◆ **Short exercise**: Return the lines below verbatim, starting with the first line and going on through the line that contains "302), (614, 300)]", with both ends included. Leave the pictures out of your answer.

◆ **Task material**:

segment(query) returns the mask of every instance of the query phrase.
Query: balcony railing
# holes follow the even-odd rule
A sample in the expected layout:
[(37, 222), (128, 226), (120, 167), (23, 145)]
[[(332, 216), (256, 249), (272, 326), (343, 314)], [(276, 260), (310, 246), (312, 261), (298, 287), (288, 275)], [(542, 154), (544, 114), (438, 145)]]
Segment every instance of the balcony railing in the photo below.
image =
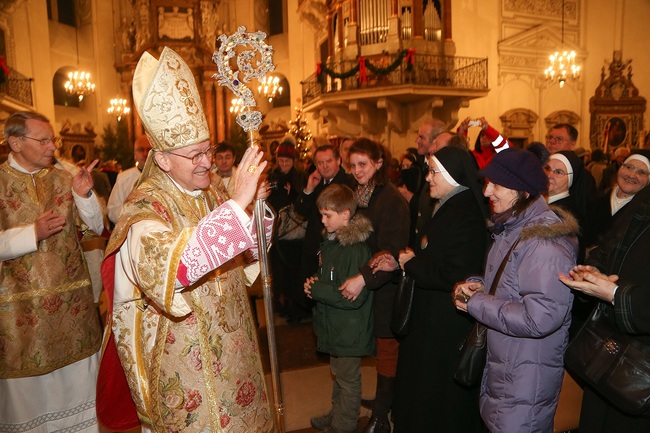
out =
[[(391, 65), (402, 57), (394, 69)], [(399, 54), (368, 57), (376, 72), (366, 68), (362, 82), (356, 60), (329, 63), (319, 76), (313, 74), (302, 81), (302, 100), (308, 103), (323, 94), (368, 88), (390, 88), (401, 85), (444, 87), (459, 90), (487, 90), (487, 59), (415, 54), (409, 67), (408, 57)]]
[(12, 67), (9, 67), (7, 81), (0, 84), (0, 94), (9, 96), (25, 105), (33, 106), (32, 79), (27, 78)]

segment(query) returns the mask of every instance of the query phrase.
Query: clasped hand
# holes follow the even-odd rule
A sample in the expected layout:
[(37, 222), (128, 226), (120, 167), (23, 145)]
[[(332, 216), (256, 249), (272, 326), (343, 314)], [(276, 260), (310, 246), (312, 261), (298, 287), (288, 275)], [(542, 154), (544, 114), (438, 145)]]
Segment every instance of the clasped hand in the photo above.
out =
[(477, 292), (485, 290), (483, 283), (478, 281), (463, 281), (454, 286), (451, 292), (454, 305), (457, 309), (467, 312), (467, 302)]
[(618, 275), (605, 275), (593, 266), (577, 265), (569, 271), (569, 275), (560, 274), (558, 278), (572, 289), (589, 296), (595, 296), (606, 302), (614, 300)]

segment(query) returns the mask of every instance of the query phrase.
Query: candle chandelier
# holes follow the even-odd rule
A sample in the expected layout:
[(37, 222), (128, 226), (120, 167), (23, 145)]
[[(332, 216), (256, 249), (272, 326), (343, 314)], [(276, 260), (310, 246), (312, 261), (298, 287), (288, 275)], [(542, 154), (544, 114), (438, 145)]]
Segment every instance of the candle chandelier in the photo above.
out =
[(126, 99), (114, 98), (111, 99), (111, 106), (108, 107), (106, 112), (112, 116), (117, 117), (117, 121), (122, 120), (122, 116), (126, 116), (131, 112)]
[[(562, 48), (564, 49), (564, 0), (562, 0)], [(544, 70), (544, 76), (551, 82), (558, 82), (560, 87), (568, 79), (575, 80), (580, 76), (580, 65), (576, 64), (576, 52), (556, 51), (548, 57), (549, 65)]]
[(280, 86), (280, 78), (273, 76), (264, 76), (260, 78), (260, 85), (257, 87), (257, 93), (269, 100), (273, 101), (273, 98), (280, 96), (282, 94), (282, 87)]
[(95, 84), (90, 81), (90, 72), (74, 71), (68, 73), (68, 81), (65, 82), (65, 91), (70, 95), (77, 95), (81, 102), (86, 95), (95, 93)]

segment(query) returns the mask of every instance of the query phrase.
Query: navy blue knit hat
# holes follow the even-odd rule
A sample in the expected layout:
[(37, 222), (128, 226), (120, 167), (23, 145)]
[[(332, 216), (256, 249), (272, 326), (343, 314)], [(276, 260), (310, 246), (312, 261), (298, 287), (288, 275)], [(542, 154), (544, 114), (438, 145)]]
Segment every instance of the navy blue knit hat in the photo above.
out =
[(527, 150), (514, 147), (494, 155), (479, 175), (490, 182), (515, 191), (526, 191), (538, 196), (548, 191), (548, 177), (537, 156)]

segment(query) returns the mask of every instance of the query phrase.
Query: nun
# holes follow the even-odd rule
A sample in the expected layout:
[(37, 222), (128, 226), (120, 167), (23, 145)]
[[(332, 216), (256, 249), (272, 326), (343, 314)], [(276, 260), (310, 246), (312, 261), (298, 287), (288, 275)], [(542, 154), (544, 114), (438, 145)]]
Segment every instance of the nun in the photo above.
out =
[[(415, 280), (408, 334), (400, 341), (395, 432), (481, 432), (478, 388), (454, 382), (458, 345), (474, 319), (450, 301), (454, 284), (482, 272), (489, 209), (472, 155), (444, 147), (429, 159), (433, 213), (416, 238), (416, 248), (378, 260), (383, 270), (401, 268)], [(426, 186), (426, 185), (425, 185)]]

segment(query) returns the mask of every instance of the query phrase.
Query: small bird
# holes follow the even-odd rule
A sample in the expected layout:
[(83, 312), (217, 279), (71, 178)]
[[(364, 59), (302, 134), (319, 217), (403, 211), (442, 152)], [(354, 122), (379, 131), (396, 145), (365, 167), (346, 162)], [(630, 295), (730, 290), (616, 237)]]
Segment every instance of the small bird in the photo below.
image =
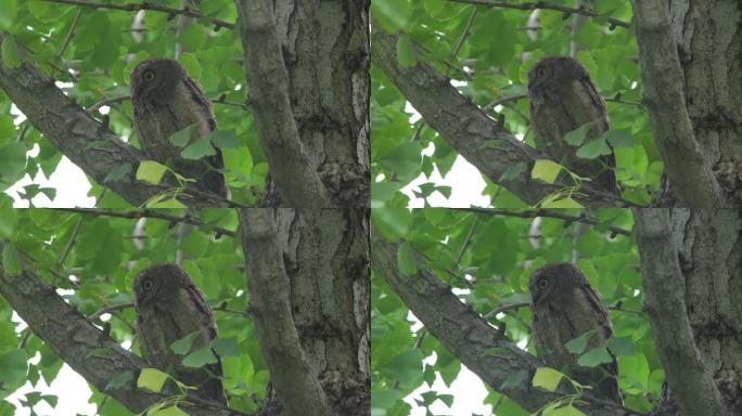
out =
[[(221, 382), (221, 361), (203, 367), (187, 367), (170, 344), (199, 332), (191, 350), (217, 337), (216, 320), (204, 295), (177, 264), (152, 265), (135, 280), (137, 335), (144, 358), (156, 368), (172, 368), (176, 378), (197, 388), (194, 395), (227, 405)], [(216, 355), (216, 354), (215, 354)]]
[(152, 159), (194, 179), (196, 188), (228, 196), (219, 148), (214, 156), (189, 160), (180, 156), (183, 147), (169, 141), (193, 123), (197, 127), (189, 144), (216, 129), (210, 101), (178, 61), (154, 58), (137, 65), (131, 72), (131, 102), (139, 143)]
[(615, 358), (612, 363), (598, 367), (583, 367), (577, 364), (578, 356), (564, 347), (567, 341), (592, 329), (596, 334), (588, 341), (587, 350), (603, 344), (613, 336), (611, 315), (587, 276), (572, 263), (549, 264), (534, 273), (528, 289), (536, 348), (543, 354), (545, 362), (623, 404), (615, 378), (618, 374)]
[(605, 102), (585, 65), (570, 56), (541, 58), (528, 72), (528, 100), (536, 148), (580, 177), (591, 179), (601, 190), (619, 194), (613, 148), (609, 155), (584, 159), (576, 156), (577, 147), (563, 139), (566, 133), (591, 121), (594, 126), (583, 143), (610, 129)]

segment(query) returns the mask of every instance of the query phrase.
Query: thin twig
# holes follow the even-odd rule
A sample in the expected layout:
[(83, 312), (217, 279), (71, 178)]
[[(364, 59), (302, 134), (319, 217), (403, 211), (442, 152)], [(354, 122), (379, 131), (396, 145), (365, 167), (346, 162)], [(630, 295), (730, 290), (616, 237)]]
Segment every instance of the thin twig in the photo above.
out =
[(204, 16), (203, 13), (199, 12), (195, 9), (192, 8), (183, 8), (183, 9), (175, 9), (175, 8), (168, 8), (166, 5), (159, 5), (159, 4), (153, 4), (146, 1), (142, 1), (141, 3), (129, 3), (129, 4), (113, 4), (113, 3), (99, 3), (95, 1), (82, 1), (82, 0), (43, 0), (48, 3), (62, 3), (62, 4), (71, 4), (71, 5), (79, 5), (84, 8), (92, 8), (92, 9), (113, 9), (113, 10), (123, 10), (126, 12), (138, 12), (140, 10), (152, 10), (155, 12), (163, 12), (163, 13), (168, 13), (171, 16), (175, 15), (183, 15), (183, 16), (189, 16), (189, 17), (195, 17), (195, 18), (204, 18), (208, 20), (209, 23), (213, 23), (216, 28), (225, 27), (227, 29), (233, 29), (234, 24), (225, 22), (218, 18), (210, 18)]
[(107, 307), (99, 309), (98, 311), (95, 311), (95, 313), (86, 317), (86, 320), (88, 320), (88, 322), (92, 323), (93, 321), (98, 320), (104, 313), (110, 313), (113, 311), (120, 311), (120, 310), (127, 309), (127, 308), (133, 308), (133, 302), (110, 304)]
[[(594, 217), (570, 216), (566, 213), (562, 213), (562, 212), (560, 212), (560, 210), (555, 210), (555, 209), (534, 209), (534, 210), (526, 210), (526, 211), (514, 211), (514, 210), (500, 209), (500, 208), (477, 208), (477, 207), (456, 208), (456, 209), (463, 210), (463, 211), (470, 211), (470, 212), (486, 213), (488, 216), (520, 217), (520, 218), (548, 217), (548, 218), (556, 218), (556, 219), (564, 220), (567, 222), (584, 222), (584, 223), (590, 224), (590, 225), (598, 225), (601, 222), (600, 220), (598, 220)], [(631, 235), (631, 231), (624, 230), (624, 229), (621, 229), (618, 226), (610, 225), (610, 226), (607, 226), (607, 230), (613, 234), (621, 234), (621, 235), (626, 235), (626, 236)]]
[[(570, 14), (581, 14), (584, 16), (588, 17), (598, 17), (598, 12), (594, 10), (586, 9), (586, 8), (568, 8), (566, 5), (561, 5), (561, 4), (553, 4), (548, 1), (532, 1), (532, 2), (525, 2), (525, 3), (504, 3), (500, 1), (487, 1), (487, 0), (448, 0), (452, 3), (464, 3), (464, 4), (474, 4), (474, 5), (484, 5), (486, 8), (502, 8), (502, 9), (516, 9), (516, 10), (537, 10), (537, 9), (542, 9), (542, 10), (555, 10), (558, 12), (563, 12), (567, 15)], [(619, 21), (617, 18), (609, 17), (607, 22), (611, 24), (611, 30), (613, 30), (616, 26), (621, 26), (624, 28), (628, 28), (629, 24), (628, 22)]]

◆ **Finished answer**:
segment(query) returns the mask of every instance of the query phrase.
Query: balcony railing
# holes follow the even-odd rule
A sample in the expected layout:
[(37, 222), (128, 226), (120, 167), (23, 145)]
[[(332, 216), (256, 249), (272, 326), (343, 314)], [(276, 260), (310, 246), (312, 261), (298, 287), (288, 275)], [(542, 154), (544, 114), (438, 145)]]
Segment every instance of the balcony railing in the photo below.
image =
out =
[[(391, 65), (402, 57), (394, 69)], [(399, 54), (368, 57), (376, 72), (366, 68), (362, 82), (356, 60), (329, 63), (319, 76), (313, 74), (302, 81), (302, 100), (308, 103), (323, 94), (368, 88), (390, 88), (401, 85), (444, 87), (459, 90), (487, 90), (487, 59), (415, 54), (409, 67), (408, 57)]]
[(12, 67), (9, 67), (7, 81), (0, 84), (0, 94), (9, 96), (25, 105), (33, 106), (32, 79), (27, 78)]

segment(query) returns the mask of every instance of the query phrase.
Query: clasped hand
# holes follow the even-odd rule
A sample in the expected layout:
[(37, 222), (128, 226), (120, 167), (23, 145)]
[[(332, 216), (256, 249), (272, 326), (343, 314)], [(276, 260), (310, 246), (312, 261), (298, 287), (288, 275)], [(542, 154), (544, 114), (438, 145)]]
Segment every instance of the clasped hand in the photo above.
out =
[(477, 292), (485, 290), (483, 283), (478, 281), (463, 281), (454, 286), (451, 292), (454, 305), (457, 309), (467, 312), (467, 302)]
[(618, 275), (605, 275), (593, 266), (577, 265), (569, 271), (569, 275), (560, 274), (558, 278), (572, 289), (589, 296), (595, 296), (606, 302), (614, 300)]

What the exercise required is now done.